#### Data to examine

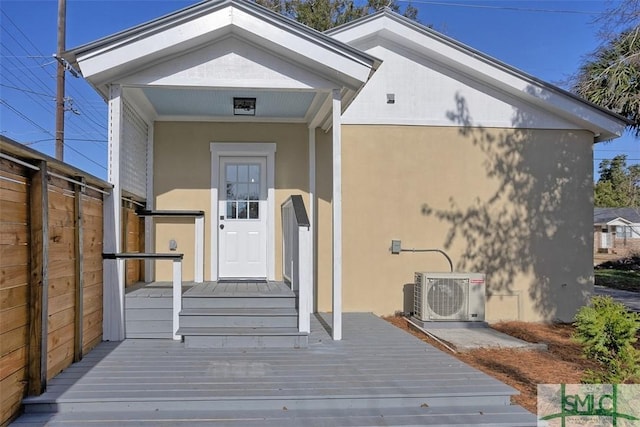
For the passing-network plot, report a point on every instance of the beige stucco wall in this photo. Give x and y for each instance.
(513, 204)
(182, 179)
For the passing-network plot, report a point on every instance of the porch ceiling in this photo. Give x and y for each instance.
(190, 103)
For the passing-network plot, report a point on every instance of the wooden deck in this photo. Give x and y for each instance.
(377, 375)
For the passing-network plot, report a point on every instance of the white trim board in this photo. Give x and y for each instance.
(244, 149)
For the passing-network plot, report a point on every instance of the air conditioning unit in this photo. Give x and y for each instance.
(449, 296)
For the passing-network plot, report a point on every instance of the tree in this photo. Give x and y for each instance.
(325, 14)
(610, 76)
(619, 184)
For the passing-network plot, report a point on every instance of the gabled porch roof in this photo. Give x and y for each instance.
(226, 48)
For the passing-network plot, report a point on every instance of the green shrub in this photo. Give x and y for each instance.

########
#### Data to examine

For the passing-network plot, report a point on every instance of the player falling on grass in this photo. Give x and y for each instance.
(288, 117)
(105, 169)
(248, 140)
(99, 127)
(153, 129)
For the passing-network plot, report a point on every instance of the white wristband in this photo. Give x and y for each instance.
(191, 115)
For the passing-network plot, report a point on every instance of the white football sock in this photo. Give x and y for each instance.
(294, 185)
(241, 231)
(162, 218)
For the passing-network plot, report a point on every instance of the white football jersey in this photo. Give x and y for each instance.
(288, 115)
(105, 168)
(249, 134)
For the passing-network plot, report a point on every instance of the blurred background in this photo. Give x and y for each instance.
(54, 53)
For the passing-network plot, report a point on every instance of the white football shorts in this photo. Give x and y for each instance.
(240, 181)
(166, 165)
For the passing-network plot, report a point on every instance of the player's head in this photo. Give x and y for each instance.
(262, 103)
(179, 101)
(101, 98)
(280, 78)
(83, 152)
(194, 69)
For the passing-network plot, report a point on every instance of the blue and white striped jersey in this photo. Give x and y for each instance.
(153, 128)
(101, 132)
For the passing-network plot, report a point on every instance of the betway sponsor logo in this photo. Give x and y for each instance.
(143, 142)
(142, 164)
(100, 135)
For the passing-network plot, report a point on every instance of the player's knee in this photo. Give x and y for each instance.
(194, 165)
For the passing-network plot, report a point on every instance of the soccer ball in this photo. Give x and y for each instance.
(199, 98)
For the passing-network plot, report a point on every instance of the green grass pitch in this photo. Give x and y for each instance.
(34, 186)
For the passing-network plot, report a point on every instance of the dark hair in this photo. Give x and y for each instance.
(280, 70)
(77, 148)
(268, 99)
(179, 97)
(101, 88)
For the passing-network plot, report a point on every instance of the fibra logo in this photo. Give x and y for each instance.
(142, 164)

########

## Instructions to follow
From the entries above, return exactly the line containing "of the wooden", the line containing "the green shrub", and all lines between, and nothing else.

## Exercise answer
For the passing-network plot, report a point on every instance of the wooden deck in this photo. Give x and y for each instance.
(377, 375)
For the passing-network plot, report a point on every instance of the white trim board in this photo. Give x and y for each instance.
(244, 149)
For the passing-network plot, report a point on every instance of the air conditioning unit in this photo. Give x and y for each instance.
(449, 296)
For the passing-network plot, report a point on every instance of the tree in this photo. Give x and y for each instance.
(325, 14)
(610, 76)
(619, 184)
For the passing-network plot, report a point on every instance of the gabled porch roof in this photo. Give x and y for each instance.
(226, 48)
For the passing-network plot, report a point on every instance of the green shrub in this photo. Give x and y for each instance.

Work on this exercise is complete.